§ STATED GOAL
Can you swap every "Practice step" in the lines below for "Warm-up task", keep everything else the same, and leave the pictures out of your answer?
##### MATERIAL SHOWN #####
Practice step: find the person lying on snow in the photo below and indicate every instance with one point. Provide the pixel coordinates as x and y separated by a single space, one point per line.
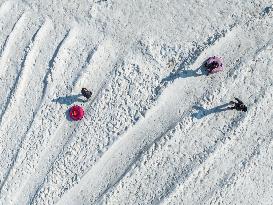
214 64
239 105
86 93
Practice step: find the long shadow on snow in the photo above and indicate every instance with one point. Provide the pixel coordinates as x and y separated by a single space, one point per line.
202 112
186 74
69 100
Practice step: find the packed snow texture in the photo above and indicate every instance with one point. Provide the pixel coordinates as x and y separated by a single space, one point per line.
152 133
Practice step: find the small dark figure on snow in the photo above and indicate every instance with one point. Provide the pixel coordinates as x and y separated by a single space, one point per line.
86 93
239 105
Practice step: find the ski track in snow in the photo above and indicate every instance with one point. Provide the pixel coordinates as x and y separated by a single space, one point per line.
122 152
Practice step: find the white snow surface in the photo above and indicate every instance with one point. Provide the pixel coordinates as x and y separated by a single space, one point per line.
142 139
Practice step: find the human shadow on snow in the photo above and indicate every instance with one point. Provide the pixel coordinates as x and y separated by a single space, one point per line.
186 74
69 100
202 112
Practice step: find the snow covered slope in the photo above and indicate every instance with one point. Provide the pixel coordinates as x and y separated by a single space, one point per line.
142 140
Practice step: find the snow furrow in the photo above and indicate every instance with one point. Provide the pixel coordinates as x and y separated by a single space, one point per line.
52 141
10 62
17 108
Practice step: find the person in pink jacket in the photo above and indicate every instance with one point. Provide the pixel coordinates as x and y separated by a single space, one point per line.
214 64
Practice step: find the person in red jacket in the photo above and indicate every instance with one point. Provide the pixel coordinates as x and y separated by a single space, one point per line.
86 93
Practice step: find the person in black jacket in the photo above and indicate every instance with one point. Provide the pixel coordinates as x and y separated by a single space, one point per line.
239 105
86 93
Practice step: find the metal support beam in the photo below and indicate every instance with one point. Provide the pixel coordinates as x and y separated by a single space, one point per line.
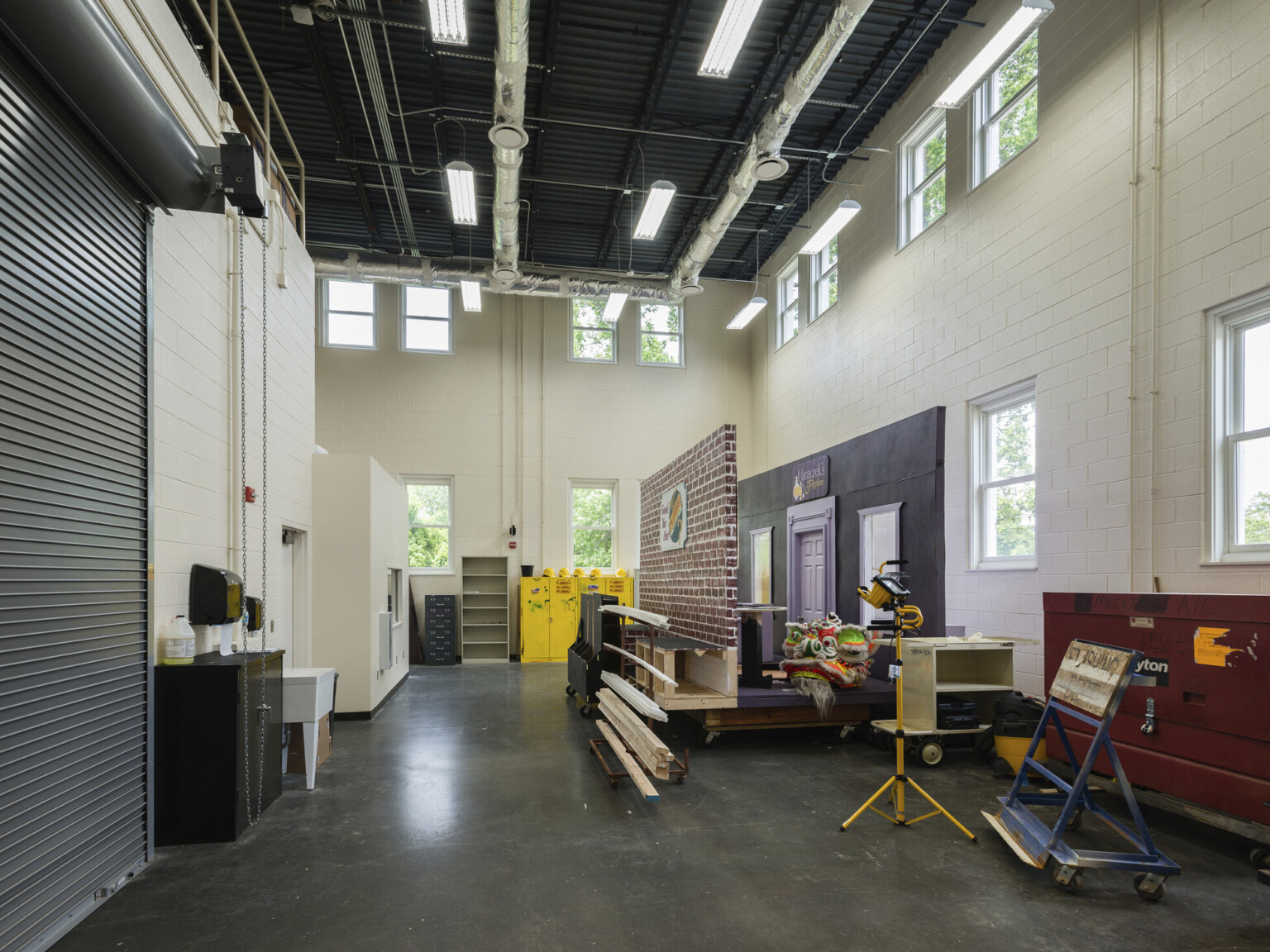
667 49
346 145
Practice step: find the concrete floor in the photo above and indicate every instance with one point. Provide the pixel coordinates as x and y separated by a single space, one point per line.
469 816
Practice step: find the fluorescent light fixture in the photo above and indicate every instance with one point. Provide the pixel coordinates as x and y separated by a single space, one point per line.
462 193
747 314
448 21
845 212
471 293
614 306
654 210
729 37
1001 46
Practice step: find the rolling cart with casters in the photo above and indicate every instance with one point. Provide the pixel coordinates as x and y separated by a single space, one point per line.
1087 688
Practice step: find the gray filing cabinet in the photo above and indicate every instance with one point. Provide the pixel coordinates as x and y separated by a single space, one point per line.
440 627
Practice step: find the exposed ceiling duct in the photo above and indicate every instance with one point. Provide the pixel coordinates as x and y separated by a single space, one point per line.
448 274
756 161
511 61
#####
§ RESPONSE BELOW
Warm-up task: find the person lying on snow in the photo below and indicate every instance with one point. Provide the pixel coordinates as x and y separated by a single space, one point per line.
214 64
239 105
86 93
Warm-up task: find the long shadow on snow in the photo above and indicate every instance with one point. Provide the pixel coordinates as x and y separated by a single space, one point per line.
202 112
186 74
69 100
Warm-up task: find the packed snow texture in the photo above and indicate every instance with one point. Provide the pixel coordinates as x and y separated by a single space, one point per line.
152 133
Warm-up task: find the small dark figure on snow in the photo above and indicate every instance with one point. Provide the pixel coordinates as x and y separated by a single space, one point per line.
86 93
239 105
Warm-up task: find the ski track in snow in the photo above and indicate every instance with one point. Provide the pixel coordinates as x and y separated by a single space, one point per line.
122 152
Warm-up task: find the white snow surface in the photo above and indicate every instance with one point. Provide the pixel coordinates as x and y separated by a single space, one point per line.
142 139
Warm-up task: find the human shadow on snow in the photo above and indicate every instance with one point. Provide the pixel coordinates as x and y separated by a single space, one point per line.
186 74
69 100
202 112
Warm-up task: find the snow covered slope in the photo above and indicate every instance with one point. Provide the pixel coordinates as x and y separated by a single space, one point per line.
142 140
Warm-up task: find the snow furrow in the photo above and indicate every instance with one point. Provide the pixel coordinates as x and y separated by a single space, one point per line.
52 141
10 62
17 108
Warm-up task: find the person in pink jacket in the photo above and indicate every instance with one point. Provide the pixel coordinates as x and y separated by a single space, one point per line.
214 64
Warm-up task: find the person in red jacket in the photo above and indicate every instance with one point. Provide the pixel coordinates as x and y separated by a single space, one point per line.
86 93
Warm-up task: find the person in black jacket in the photo above and indicate every instance with one point. Provide the pixel coordinates as x and y separated by a single space, one point per line.
239 105
86 93
Warm-up task: find the metal support beam in the photo below and indicate every instance with one point. Provide the pixel coordinates as x and y separated by a single space, one point per line.
667 49
346 145
Warm-up task: find the concrete floor in the photo above and indicate every instance with one point. Provide the pixel coordinates as x and y separated by a single space, one point per line.
469 816
Warm-up task: find the fluorescent light fixture in the photo above and indicate every instance with one point. Provide the pixel coordinates as x and y separated by a single space, one point per line.
462 193
747 314
448 21
845 212
471 293
614 306
654 210
729 37
1001 46
Warm-up task: find the rolling cart with casters in the photo above and indicate every instance with one point. Provide the pixel coordinates as x and y separated by a single space, one point per line.
1087 688
Warm-up task: find the gray filing cabinet in the photo above and indicate every instance with one point. Provide the pixel coordinates as x and y separated by a single space, one point per line.
440 627
Warm-up task: find the exposed ceiling duct in the photo above and indicate every instance with one point. Provide the pixel coordinates as x and y separated by a single space, one point per line.
448 274
756 161
511 61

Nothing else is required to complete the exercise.